Data for the task |
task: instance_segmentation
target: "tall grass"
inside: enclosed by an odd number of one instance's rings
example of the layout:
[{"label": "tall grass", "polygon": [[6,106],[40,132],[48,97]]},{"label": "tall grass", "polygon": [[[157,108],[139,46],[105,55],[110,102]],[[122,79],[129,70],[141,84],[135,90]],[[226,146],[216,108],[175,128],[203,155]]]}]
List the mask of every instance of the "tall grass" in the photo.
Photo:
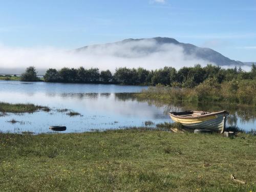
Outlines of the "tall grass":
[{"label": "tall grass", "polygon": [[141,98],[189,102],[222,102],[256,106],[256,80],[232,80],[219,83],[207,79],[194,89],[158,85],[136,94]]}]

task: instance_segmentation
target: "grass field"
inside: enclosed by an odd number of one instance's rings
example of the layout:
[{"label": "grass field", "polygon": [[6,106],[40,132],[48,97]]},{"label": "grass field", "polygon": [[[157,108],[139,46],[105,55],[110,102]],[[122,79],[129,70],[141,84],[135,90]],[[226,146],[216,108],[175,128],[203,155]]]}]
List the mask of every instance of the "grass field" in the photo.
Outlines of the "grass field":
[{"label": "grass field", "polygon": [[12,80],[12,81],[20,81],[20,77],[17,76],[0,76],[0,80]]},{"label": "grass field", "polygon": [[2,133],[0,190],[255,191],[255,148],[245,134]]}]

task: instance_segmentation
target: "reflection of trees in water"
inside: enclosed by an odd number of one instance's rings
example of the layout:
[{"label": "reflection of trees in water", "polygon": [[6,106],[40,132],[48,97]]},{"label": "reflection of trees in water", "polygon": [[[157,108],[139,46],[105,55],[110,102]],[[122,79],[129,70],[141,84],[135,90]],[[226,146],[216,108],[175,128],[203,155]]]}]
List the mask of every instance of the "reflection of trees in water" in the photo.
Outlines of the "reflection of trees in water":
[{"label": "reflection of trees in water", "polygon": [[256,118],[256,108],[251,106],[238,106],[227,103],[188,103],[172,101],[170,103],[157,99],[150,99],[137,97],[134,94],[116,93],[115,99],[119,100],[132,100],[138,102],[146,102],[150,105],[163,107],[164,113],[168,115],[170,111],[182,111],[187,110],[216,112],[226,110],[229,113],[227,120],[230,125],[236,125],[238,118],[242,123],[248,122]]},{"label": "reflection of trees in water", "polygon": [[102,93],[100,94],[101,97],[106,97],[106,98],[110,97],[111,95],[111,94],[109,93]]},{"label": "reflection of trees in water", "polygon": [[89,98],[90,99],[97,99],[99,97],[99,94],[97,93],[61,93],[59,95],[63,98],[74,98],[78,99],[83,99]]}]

Given instruction |
Count the lines in the listing above that contain the string "field", and give only that number.

Problem solution |
5